• TASK INSTRUCTIONS:
Reproduce the records below verbatim, line for line, without altering any character.

• Source data:
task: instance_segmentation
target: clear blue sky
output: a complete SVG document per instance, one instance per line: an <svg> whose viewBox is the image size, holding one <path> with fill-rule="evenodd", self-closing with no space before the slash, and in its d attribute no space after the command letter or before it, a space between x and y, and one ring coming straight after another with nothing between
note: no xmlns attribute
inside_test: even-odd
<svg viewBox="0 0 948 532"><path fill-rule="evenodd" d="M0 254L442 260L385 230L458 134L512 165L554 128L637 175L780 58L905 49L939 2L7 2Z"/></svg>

• OUTPUT:
task: instance_segmentation
target: clear blue sky
output: a complete SVG document per instance, one instance per line: an <svg> whose viewBox is the image size, holding one <path> with fill-rule="evenodd", self-closing with no space before the slash, and in its d attribute no space after the command letter or before it, a space between x and y, and one ring coming straight after another with nothing between
note: no xmlns attribute
inside_test: even-odd
<svg viewBox="0 0 948 532"><path fill-rule="evenodd" d="M0 254L442 260L385 230L458 134L512 165L554 128L637 175L780 58L905 49L939 2L7 2Z"/></svg>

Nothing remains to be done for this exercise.